§ Exercise:
Quote the rows below word for word, from the line containing "man's hand, put" through the final row.
'''
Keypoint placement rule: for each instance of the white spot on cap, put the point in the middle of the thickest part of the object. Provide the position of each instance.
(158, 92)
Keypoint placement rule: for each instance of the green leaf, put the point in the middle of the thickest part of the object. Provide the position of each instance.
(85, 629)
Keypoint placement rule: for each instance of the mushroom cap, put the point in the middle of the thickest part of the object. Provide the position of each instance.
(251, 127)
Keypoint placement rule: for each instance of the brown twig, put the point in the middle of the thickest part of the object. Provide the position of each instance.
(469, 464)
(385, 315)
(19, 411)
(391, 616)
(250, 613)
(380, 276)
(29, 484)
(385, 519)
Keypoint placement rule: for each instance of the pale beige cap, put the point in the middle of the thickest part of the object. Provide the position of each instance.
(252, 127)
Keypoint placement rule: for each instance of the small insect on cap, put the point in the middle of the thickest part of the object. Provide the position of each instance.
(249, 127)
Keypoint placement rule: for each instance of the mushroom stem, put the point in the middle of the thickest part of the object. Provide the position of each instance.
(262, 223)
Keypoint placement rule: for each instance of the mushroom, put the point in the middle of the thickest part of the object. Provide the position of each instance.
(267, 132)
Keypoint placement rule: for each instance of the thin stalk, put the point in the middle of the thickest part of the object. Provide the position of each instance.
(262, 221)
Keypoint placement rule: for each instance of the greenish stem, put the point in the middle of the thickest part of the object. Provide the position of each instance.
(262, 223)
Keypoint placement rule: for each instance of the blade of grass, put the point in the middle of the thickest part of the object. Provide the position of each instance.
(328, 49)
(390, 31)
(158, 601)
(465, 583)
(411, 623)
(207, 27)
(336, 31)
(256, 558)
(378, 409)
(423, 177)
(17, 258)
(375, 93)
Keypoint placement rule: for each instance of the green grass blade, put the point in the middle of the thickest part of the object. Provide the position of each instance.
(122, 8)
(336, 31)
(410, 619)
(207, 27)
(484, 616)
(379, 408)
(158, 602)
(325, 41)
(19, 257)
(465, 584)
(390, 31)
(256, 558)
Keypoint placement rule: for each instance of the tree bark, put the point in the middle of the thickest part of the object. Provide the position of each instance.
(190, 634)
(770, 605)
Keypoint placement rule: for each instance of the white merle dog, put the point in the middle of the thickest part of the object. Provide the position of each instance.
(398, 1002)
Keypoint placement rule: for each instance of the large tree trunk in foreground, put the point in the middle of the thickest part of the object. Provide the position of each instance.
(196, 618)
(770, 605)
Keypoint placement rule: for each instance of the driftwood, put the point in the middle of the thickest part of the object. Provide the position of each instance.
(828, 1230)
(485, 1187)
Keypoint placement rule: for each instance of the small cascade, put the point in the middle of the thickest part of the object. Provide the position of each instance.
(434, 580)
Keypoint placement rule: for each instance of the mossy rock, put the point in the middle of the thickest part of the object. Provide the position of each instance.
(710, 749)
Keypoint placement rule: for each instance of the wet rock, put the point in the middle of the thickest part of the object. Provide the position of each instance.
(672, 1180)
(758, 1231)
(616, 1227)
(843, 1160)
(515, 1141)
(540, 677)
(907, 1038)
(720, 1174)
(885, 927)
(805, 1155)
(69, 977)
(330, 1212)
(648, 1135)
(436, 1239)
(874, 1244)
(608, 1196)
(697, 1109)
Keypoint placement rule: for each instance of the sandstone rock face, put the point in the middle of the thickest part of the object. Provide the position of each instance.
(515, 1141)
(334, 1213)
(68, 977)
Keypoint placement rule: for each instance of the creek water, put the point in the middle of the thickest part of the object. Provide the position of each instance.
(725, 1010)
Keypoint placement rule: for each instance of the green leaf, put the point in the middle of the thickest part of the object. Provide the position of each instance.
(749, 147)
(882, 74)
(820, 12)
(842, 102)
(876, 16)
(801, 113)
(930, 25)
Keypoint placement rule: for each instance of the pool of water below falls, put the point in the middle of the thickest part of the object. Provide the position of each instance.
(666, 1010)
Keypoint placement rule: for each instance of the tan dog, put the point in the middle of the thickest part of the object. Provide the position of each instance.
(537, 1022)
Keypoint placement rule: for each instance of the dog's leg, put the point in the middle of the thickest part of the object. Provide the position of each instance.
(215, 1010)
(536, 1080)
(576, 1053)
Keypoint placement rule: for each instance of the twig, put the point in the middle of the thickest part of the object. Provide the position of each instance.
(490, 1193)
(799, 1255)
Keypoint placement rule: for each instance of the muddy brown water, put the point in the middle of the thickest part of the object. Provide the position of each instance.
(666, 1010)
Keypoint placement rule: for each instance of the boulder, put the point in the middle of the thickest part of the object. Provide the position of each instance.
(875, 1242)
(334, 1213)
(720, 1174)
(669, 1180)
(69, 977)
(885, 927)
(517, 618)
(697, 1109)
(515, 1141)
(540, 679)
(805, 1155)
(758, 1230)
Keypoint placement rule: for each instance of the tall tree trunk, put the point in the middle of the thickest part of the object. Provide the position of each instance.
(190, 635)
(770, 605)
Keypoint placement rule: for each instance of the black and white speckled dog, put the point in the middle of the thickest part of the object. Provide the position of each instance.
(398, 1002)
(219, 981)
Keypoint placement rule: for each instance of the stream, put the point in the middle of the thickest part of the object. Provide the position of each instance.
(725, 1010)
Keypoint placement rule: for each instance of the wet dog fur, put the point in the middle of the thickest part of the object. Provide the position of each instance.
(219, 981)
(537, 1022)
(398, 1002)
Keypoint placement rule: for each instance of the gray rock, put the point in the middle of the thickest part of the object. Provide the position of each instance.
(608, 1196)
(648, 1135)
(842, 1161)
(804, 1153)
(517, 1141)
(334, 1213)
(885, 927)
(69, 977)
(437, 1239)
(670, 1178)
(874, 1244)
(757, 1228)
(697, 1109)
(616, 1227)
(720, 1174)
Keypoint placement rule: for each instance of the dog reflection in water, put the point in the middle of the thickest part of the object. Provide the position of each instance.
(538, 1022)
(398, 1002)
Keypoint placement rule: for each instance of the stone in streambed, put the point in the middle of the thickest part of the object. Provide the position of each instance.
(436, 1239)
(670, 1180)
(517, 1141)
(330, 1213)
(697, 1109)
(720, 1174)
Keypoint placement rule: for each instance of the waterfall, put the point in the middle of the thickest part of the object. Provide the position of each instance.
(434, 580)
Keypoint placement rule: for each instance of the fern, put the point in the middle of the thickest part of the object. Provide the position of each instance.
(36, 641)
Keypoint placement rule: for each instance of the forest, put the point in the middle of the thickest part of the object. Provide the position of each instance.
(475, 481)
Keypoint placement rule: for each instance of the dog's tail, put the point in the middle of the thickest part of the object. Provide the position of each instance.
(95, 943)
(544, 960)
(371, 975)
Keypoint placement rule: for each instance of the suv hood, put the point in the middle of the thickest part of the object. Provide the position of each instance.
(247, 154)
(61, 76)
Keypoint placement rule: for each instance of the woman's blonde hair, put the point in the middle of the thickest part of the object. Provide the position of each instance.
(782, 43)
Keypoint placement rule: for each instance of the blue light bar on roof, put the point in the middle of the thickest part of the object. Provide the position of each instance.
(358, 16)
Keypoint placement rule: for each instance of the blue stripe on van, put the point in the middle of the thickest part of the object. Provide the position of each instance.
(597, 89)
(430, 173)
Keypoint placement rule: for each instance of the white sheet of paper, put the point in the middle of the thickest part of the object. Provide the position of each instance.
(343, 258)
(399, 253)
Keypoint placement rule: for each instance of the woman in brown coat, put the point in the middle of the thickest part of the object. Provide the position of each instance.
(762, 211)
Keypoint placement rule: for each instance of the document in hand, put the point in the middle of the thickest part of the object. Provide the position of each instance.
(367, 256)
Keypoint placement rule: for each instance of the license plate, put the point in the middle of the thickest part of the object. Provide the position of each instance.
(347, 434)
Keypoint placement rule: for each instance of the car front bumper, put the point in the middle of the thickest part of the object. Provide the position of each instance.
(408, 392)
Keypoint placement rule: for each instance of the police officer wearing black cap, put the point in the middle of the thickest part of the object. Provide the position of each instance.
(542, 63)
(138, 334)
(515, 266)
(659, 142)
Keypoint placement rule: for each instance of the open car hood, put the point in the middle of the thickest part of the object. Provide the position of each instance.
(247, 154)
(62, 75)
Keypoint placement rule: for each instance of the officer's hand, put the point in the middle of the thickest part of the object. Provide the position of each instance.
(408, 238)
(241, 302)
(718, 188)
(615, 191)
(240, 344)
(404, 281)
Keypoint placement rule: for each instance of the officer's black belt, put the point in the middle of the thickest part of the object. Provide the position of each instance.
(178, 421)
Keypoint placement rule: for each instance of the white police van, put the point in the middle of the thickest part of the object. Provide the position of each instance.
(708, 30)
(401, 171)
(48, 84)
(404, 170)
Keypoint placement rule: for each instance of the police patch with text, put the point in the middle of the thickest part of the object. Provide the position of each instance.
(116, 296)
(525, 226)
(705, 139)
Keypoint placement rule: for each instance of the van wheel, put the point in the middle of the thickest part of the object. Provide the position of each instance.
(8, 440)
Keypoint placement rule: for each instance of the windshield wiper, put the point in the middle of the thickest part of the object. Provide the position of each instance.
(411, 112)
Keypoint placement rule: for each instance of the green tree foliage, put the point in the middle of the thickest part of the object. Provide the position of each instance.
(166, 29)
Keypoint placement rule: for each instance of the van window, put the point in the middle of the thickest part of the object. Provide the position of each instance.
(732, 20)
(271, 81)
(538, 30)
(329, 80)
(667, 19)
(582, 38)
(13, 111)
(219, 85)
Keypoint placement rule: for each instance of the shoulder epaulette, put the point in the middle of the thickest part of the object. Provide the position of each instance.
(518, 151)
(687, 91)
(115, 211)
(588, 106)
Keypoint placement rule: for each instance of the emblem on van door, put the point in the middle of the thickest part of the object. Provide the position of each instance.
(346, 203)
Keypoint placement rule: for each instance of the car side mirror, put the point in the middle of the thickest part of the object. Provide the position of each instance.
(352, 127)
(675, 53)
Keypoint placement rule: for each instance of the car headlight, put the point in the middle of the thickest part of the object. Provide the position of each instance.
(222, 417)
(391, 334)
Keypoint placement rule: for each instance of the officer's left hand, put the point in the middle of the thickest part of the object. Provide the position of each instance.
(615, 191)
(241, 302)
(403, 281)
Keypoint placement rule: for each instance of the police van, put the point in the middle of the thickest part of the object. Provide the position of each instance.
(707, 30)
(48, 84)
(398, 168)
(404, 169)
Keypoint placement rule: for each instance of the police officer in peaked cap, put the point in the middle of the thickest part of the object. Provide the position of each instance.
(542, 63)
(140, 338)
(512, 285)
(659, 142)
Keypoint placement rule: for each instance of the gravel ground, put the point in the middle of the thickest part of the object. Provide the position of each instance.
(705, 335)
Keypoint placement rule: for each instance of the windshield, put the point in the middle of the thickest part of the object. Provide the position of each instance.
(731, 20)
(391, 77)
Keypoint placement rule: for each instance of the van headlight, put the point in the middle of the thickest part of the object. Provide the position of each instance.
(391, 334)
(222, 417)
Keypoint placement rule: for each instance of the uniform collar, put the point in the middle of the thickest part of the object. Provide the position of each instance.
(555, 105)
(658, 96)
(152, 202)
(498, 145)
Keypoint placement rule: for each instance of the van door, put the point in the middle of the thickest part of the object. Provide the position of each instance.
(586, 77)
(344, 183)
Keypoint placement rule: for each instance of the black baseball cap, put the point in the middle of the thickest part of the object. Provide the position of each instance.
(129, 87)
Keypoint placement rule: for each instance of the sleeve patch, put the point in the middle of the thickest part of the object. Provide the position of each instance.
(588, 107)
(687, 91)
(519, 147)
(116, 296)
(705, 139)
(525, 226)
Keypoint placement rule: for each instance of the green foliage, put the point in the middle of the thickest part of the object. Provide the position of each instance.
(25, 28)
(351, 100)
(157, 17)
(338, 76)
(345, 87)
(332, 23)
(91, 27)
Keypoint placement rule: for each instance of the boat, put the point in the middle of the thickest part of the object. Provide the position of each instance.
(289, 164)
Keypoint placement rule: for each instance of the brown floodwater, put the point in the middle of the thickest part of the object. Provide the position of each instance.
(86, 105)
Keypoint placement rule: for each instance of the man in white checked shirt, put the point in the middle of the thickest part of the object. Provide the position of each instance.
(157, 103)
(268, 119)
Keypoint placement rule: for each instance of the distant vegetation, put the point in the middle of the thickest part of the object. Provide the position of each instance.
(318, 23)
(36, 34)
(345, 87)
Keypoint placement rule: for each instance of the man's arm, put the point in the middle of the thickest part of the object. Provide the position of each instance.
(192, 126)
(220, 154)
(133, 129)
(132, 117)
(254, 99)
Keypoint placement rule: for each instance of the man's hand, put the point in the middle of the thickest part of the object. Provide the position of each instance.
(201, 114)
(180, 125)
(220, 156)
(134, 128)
'''
§ Written response:
Keypoint placement rule: for each instance of the man's hand, put the point in the middle of the thickest part of the object. Provide the position of each instance.
(201, 114)
(180, 125)
(220, 156)
(134, 128)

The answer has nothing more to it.